====== Teks Pilihan

Buku bagus : Ekonomi Politik Kolonialisme
Kali ini, saya tidak lagi membuat puisi-puisi
kegundahan hati atau puisi tentang bejatnya negeri ini. Namun, saya akan
mengulas buku dari mbak Hesti Hasanah tentang ekonomi politik kolonialisme.
Industri
gula menjadi salah satu industri yang paling menguntungkan dan penting ketika
zaman kolonial Belanda. Banyak sekali pabrik-pabrik gula yang berdiri ketika
itu khususnya di pulau Jawa, salah satu pabrik gula yang bisa dikatakan besar
dan menjadi sumber keuntungan melimpah oleh Belanda yakni Pabrik Gula milik
Mangkunegaran.
Mangkunegaraan
adalah wilayah kekuasaan yang berbentuk praja/kerajaan kecil dan kadipaten
besar. Sebelumnya, Mangkunegaran merupakan bagian dari kasunanan Surakarta
kemudian menjadi kerajaan mandiri yang patut disegani karena memiliki
Legiun/tentara. Dampak politik kemandirian Mangkunegaran menjadi keuntungan
bagi pemerintah Belanda untuk mengimbangi kekuatan Susuhunan (Kasunan Surakarta).
Pembangunan Industri gula mangkunegaran dimulai ketika kepemimpinan
Mangkunegaran IV (1811-1881). Latar belakang dari pembangunan pabrik gula yakni
gula menjadi produk ekspor yang menguntungkan, tanaman tebu sudah biasa
dibudidayakan di Surakarta, sumber pajak dan persewaan tidak menyukupi
kebutuhan mangkunegaraan, serta sebagai legitimasi bahwa trah Mangkunegaran lebih
unggul daripada yang lain. Adanya industri pabrik gula tersebut menjadi sebuah
keunikan dari praja Mangkunegaran karena biasanya berdagang itu oleh orang Jawa
apalagi seorang Raja dianggap sebagai pekerjaan yang hina karena hanya
memikirkan untung dan rugi. Pabrik gula Mangkunegaran bernama Colomadu,
kemudian berkembang pesat dan membuka pabrik gula lagi di daerah Karanganyar
dengan nama Tasikmadu.
Perkembangan
gula di Mangkunegaran makin pesat hingga tahun 1900-an. Namun, pada tahun 1929
terjadi kemunduran akibat produksi gula bit di Eropa dan wabah sereh yang menjangkiti
tanaman tebu ditambah ketidacakapan Mangkunegaran V dan VI dalam mengelola pabrik.
Akibatnya produksi gula di mangkunegaraan merosot dan mengalami kerugian, pada
titik inilah intervensi Belanda dimulai. Belanda masuk pada birokrasi baik
administrasi atau keuangan Mangkunegaraan, campur tangan Belanda pada pabrik
merupakan langkah awal untuk mengakuisisi pabrik gula sebagai milik Hindia
Belanda dengan dalih penyelematan pabrik dan penerapan politik etis. Kebijakan
Hindia Belanda untuk penyelamatan pabrik yakni dengan mengalih tangankan pabrik
seluruhnya ke tangan pemerintah Hindia Belanda dengan dimpimpin Residen dan
membentuk Komisi dana Milik Mangkunegaraan yang dipimpin superintendent (orang Belanda yang mengurus keuangan Mangkunegraan
dalam arti sempit dan luas). Komisi ini nantinya akan menjadi alat untuk
menguasai pabrik gula Mangkunegaraan seluruhnya meski pabrik gula telah
diserahkan kembali ke trah Mangkunegaran. Beberapa kebijakan yang diterapkan
Belanda berhasil mengembalikan kondisi pabrik gula milik Mangkunegaran menjadi baik,
terbukti dengan adanya peningkatan produksi dan keuntungan pabrik.

============
====== Entri Data

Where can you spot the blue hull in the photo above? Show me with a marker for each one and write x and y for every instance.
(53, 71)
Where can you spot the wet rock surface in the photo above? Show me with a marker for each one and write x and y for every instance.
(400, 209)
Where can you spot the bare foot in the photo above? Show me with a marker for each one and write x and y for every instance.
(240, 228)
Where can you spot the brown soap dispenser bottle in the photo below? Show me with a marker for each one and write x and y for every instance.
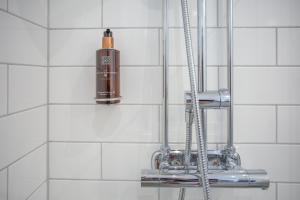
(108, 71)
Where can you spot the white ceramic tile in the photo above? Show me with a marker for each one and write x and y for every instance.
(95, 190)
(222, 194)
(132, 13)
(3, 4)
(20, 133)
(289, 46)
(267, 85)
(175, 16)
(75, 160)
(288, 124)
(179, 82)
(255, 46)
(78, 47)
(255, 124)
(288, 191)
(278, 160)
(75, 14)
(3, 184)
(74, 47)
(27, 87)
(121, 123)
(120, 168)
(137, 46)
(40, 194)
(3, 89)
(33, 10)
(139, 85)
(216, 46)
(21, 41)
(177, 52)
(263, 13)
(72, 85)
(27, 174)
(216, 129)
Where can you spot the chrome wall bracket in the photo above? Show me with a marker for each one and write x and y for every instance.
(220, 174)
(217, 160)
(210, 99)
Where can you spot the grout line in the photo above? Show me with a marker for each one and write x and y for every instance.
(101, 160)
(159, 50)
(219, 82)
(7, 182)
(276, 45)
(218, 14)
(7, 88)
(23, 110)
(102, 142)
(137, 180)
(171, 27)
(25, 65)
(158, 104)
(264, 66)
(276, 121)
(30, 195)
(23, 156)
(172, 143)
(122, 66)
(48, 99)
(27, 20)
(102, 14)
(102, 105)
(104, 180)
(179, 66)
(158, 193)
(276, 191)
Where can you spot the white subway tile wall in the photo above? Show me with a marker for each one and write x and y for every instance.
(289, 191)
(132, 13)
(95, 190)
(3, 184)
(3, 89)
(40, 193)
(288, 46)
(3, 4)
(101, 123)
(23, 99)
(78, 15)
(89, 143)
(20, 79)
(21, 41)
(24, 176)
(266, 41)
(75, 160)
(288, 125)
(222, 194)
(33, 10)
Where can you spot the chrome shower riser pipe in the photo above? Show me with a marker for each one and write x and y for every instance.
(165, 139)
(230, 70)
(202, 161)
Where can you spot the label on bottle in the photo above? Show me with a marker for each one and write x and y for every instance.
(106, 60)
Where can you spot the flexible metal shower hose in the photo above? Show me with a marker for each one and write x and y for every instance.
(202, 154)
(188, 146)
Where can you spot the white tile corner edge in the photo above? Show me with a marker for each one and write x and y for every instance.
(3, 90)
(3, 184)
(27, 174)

============

Soal A -
Jawablah pertanyaan berikut berdasarkan teks tentang industri gula Mangkunegaran.
(i) Pada masa kepemimpinan siapa pembangunan industri gula Mangkunegaran dimulai?
(ii) Apa nama pabrik gula yang dibuka di daerah Karanganyar?
(iii) Siapa yang memimpin Komisi dana Milik Mangkunegaraan?
Soal B - Ganti "marker" dengan "pin" pada baris-baris catatan, mulai dari baris yang memuat "Where can you spot the flexible" sampai akhir catatan. Tuliskan kembali baris-baris itu saja tanpa perubahan lain.

Jawaban Tertulis A -
(i) Mangkunegaran IV (1811-1881).
(ii) Tasikmadu.
(iii) Seorang superintendent, yaitu orang Belanda yang mengurus keuangan Mangkunegaraan.

Jawaban Tertulis B -
Where can you spot the flexible metal shower hose in the photo above? Show me with a pin for each one and write x and y for every instance.
(202, 154)
(188, 146)
Where can you spot the white tile corner edge in the photo above? Show me with a pin for each one and write x and y for every instance.
(3, 90)
(3, 184)
(27, 174)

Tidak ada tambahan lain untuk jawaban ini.